Source data
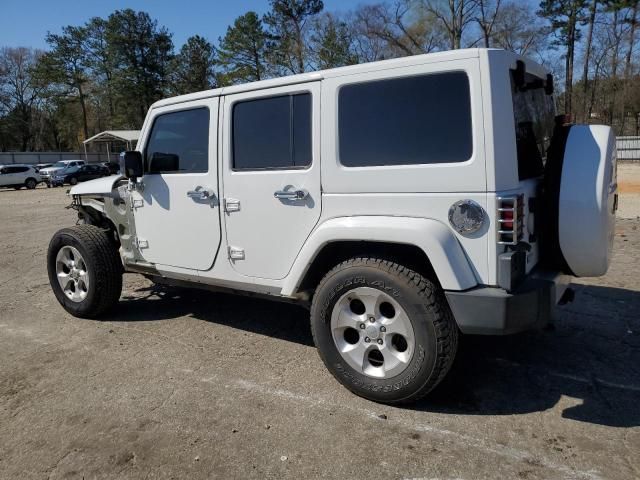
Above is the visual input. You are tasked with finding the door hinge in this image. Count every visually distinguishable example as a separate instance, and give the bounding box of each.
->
[136,237,149,250]
[224,198,240,213]
[229,247,244,260]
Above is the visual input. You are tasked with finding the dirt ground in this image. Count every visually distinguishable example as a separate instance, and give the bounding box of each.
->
[0,173,640,480]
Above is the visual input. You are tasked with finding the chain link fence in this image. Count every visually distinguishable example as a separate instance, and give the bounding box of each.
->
[0,152,113,165]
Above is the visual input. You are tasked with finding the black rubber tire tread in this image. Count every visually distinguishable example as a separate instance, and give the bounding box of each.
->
[311,256,458,404]
[47,224,123,318]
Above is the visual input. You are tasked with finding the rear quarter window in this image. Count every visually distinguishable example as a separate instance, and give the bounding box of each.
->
[511,72,556,180]
[338,71,473,167]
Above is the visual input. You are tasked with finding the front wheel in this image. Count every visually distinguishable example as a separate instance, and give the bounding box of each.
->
[47,225,122,318]
[311,258,458,403]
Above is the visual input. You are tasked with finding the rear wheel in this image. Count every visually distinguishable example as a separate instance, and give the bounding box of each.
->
[47,225,122,318]
[311,258,458,403]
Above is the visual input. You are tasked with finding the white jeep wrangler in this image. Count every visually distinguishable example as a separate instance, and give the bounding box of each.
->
[47,49,617,403]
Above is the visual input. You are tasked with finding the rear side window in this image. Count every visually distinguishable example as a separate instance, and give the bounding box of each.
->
[232,93,311,170]
[144,108,209,173]
[338,72,473,167]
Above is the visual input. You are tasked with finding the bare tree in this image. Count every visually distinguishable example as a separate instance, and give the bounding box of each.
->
[424,0,478,50]
[0,47,42,151]
[474,0,502,48]
[582,0,599,121]
[351,0,442,61]
[491,1,546,58]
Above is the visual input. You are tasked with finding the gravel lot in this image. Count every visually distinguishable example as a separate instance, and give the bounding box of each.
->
[0,177,640,480]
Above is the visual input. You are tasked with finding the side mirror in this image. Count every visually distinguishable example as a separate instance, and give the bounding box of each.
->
[120,151,142,178]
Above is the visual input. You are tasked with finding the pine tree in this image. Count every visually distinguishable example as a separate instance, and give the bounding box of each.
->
[265,0,324,73]
[171,35,215,95]
[538,0,587,114]
[217,12,269,84]
[311,14,358,70]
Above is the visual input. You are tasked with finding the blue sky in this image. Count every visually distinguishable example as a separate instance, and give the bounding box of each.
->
[0,0,364,49]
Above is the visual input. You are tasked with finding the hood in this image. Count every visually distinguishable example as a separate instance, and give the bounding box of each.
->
[69,175,124,195]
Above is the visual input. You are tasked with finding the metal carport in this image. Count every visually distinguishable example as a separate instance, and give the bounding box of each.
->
[82,130,140,162]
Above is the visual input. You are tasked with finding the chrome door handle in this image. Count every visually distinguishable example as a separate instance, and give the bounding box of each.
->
[187,187,215,200]
[273,189,309,200]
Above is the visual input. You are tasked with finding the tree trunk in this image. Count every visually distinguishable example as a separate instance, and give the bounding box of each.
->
[564,6,577,115]
[78,82,89,140]
[582,0,598,122]
[609,9,620,128]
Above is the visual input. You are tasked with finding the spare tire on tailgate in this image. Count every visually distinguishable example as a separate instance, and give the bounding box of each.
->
[544,125,617,277]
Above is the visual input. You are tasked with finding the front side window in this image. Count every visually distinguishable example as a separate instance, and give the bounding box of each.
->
[144,108,209,173]
[338,72,473,167]
[232,93,311,170]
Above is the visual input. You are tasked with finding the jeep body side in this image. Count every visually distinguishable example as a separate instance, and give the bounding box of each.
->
[49,49,615,403]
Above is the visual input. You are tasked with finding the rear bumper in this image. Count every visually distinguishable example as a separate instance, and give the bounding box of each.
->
[445,272,571,335]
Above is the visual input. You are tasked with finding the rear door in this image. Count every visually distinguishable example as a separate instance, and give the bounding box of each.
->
[132,98,220,270]
[223,82,321,279]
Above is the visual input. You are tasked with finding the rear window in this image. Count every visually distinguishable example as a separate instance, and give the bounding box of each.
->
[511,72,556,180]
[338,71,473,167]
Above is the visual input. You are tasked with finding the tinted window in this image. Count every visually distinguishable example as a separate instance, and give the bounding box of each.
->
[511,72,556,180]
[232,93,311,170]
[144,108,209,173]
[4,167,29,173]
[338,72,473,167]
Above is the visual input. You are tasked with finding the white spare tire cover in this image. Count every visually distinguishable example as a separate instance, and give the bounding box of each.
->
[558,125,617,277]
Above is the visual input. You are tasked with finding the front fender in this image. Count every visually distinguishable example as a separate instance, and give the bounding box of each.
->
[282,216,478,296]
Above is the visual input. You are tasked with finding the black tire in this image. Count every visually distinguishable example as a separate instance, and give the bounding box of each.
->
[311,257,458,404]
[47,225,122,318]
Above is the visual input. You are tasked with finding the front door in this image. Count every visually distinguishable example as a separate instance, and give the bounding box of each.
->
[223,82,321,279]
[132,98,220,270]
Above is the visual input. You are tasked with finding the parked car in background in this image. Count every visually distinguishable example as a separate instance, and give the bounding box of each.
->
[33,163,53,172]
[38,160,86,187]
[50,164,111,187]
[0,165,42,190]
[100,162,120,175]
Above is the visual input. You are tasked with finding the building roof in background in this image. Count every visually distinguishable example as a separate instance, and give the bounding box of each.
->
[82,130,140,144]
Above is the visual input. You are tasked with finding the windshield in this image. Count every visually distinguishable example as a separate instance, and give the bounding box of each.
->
[511,72,556,180]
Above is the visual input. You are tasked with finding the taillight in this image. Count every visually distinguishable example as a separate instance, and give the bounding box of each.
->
[496,195,524,245]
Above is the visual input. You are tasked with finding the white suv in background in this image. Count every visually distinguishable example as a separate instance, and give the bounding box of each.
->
[40,160,86,187]
[0,165,42,190]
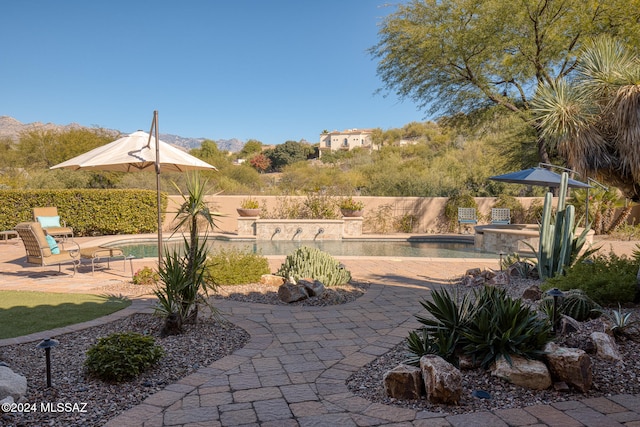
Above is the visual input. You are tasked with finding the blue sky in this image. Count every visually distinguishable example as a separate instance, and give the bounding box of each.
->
[0,0,427,144]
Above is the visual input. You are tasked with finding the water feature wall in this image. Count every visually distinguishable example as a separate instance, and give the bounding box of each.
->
[238,217,362,241]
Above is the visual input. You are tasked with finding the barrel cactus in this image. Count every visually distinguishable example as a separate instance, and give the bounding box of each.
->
[276,246,351,286]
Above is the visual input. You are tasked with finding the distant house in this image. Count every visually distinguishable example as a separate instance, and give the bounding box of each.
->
[320,129,373,152]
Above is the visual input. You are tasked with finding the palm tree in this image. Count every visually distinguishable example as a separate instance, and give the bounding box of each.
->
[532,37,640,201]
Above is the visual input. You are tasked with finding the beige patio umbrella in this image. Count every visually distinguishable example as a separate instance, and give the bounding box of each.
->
[51,111,216,264]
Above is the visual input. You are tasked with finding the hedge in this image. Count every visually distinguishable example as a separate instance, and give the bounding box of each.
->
[0,189,167,236]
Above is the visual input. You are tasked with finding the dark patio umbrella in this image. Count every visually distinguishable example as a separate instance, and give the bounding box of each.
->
[489,167,591,188]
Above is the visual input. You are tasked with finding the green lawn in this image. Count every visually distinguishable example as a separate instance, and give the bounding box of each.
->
[0,291,131,339]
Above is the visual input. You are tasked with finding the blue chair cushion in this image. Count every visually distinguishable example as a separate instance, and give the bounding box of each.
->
[36,216,60,228]
[45,234,60,255]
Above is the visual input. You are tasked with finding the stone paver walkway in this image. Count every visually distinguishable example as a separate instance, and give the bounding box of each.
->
[0,237,640,427]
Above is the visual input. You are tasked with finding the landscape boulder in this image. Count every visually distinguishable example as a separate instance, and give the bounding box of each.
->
[278,282,309,303]
[487,271,511,286]
[491,356,552,390]
[0,366,27,402]
[544,342,593,393]
[382,364,424,400]
[522,285,542,301]
[420,355,462,405]
[298,279,324,297]
[260,274,284,286]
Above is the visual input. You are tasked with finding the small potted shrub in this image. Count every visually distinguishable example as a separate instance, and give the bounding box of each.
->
[338,196,364,217]
[236,197,260,216]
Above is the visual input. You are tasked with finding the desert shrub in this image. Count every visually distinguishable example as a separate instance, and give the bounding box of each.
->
[276,246,351,286]
[207,248,270,285]
[395,213,419,233]
[444,194,480,232]
[363,205,393,234]
[133,266,160,286]
[84,332,164,382]
[542,252,638,305]
[407,286,551,368]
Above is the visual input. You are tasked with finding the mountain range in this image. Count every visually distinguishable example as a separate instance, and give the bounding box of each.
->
[0,116,244,153]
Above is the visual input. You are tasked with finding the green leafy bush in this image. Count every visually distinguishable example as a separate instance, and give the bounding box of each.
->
[207,248,270,285]
[542,252,638,305]
[84,332,164,382]
[133,266,160,286]
[407,286,551,368]
[276,246,351,286]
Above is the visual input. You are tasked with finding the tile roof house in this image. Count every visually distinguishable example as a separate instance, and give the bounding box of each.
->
[320,129,373,151]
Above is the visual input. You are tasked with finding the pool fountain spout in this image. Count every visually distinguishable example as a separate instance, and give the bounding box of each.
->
[271,227,282,240]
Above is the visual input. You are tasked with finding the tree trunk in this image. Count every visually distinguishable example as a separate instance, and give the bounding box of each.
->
[606,204,633,234]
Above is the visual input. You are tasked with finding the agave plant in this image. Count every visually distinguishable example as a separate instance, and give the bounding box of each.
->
[609,304,638,337]
[415,289,474,365]
[460,287,551,368]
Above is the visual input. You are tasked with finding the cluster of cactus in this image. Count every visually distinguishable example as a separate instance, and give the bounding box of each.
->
[276,246,351,286]
[540,289,602,322]
[537,172,588,279]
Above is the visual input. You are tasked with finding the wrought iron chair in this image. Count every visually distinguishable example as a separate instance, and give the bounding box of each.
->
[491,208,511,224]
[458,208,478,233]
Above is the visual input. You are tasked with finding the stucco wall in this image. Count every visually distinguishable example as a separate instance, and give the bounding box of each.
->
[163,195,540,234]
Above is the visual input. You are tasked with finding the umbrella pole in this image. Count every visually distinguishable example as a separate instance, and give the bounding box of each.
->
[149,110,162,268]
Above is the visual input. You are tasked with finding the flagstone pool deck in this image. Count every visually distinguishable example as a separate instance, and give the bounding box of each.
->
[0,238,640,427]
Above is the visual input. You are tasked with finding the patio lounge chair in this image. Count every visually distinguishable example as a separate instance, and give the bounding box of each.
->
[458,208,478,233]
[491,208,511,224]
[15,222,80,275]
[33,206,73,240]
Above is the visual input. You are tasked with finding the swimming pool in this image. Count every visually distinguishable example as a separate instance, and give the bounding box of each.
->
[113,239,498,258]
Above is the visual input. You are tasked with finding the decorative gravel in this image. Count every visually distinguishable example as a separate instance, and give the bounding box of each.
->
[0,314,250,427]
[347,280,640,414]
[0,281,640,427]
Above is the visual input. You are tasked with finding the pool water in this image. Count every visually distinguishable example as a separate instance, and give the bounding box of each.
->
[114,239,497,258]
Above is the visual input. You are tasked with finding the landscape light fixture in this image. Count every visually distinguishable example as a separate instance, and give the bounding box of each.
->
[36,338,60,387]
[498,251,507,271]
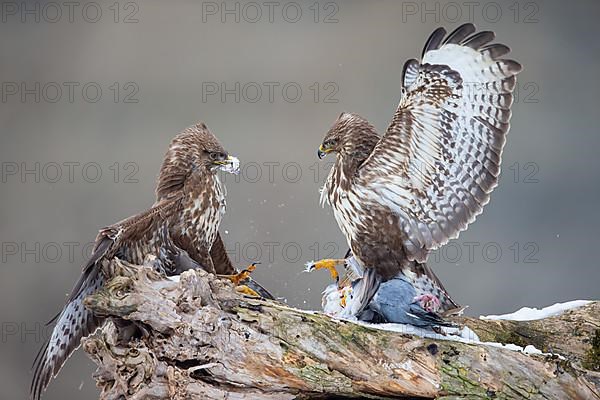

■ What the task requires
Can you copy the material starting at the line containing "the landscape boulder" and ending at the line containing "[271,227,282,240]", with both of those lines included?

■ Written solution
Above is the visual input. You are tasked with finding the landscape boulder in this image. Count every visually distinguishable example as a separate instance, and give the bounding box of each.
->
[278,282,309,303]
[487,271,511,286]
[491,356,552,390]
[0,366,27,402]
[544,342,593,393]
[382,364,424,400]
[522,285,542,301]
[420,355,462,405]
[298,279,324,297]
[260,274,284,286]
Above is the visual input. You are tasked with finding the small potted shrub in this image. Count every visually distinguishable example as a separate instance, and give the bounding box of each.
->
[338,196,364,217]
[236,197,260,216]
Above is the visual input. You are tasked with finding the desert shrub in this image. Count every visually distinguishable example as a separate instance, and give the bounding box of each.
->
[276,246,351,286]
[207,248,270,285]
[395,213,419,233]
[444,194,480,232]
[363,205,393,234]
[133,266,160,286]
[84,332,164,382]
[542,252,638,305]
[407,286,551,368]
Above is the visual input. You are tasked with finding the mountain range in this image. Count every visually distinguishable example as a separate instance, and give the bounding box of each.
->
[0,116,244,153]
Above is the visual input. You are tasked with finding the green leafy bush in this image. Count every visually distinguishable example as a separate instance, and give the bounding box of each.
->
[207,248,270,285]
[542,252,638,305]
[84,332,164,382]
[133,266,160,286]
[407,286,551,368]
[276,246,351,286]
Above is the visual input. You are tasked with finding the tile roof house in this image. Count every visually distinguishable example as a separate instance, and give the bounding box of each.
->
[320,129,373,151]
Above is the visual input. You are tasked with finding the pool fountain spout in this image. Count every visually distinguishable example as a separate instance, and give the bounding box of each.
->
[271,227,282,240]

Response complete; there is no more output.